Print out each record below, unaltered and complete, without its images.

Object pointing dataset rows:
>> Begin
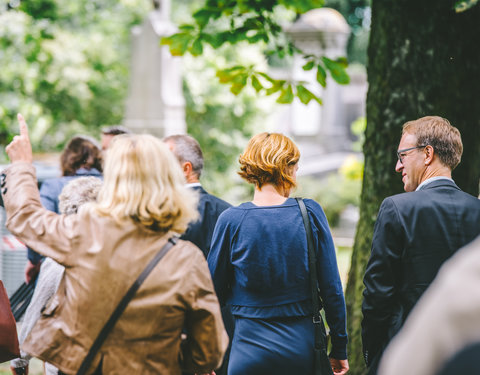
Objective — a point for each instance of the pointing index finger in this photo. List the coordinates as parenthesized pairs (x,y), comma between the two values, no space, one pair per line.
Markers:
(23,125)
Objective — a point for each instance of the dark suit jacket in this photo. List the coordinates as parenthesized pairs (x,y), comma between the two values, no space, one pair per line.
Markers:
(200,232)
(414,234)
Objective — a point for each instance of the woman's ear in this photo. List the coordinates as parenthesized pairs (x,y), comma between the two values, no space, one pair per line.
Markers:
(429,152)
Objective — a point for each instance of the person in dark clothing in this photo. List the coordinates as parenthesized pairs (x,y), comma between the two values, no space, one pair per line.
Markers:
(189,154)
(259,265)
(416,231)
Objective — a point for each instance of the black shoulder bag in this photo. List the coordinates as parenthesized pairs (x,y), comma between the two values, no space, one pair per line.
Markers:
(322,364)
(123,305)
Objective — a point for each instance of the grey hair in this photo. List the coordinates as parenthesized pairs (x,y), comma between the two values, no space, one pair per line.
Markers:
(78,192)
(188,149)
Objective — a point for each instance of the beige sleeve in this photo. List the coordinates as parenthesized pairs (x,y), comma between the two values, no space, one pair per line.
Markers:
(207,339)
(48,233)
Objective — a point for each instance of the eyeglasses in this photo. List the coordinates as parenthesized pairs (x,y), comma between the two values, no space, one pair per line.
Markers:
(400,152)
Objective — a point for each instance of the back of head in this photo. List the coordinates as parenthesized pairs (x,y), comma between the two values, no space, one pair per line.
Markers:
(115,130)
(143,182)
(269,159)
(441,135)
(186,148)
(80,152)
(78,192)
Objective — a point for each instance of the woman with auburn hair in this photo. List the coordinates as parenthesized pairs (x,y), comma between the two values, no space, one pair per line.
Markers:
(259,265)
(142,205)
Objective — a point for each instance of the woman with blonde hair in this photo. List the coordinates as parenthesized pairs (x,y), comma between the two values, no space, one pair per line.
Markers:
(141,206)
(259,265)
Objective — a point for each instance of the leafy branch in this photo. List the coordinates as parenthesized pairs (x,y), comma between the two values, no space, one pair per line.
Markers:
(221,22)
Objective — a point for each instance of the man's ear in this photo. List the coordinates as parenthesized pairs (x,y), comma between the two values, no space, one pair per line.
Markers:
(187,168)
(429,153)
>> End
▶ **FINAL RESULT**
Objective — a point for each instance of the pointing index finger in this photo. List the coordinates as parenthesized pairs (x,y), comma between the two values, no space, one pair per line.
Markers:
(23,125)
Objective — a point for each instance of the dark suit jacket in this photo. List the coordinates as parenthesized pairs (x,y), comma between the two values, no space, one pair per line.
Markers:
(200,232)
(414,234)
Objective — a point for each instance of the woman's ear in this photo. List the coordinates as parenthesized pairs (x,y), comma between the two values, no space, one pair per line.
Markers:
(429,152)
Objective — a point for each instance of the person in dark clothing in this photo. List the coordinates as parenthesized pairs (x,y), comma between the two values, no space, one pair per line.
Markers:
(189,154)
(259,265)
(416,231)
Objective — a point for each instance of the black shoulder bag in this photo. List the coordinates as parenthesized pairs (x,y), comma between the two values, no space, one pair per line.
Markers:
(322,364)
(123,305)
Objective — a point for each instance of the grey hair in this photo. List the coordinates as parenthesized pairs (x,y), comma between the two values, no space, one pair per line.
Markers:
(78,192)
(188,149)
Objective — a point for each instance of the beige sleeve in this photo. List the coordinates as parenthesized pairs (x,y), comma between the two values, no space, one pair per line.
Markers:
(207,339)
(48,233)
Objective — a point for each instance of the eyeglasses in this photo. List the coordinates as parenthesized pairs (x,y), comma between the two values, no space, one pair per line.
Markers:
(400,152)
Objective — a point for each instance of the back of head in this photo. List the coordinates as parenthesized pairs (x,y), comma between the two values, no space, one pair per line.
Markers:
(115,130)
(143,182)
(269,159)
(441,135)
(186,148)
(80,152)
(78,192)
Objective — a point for each instance of the woman with auburn hair in this photo. List the coordinates as parenthesized pairs (x,y), comma between the two values, no space, one pair per line.
Markers:
(259,265)
(142,205)
Objective — a point for each instance of the woman with blonde hair in this photo. List the coordinates as parenthesized pairs (x,y), comma between the two values, no space, one pair per line.
Markers:
(141,206)
(259,265)
Objective — a point for each instance of the leafy branch in this photo. List the coordinates as parenthesized pairs (x,y), comma between the two values, no space, one pair per line.
Markers:
(221,22)
Objective — a point for each instance of the man's ear in this photo. List the coordinates as parenthesized pairs (x,y), comma between the two values, no space, one pair per line.
Markers:
(187,168)
(429,153)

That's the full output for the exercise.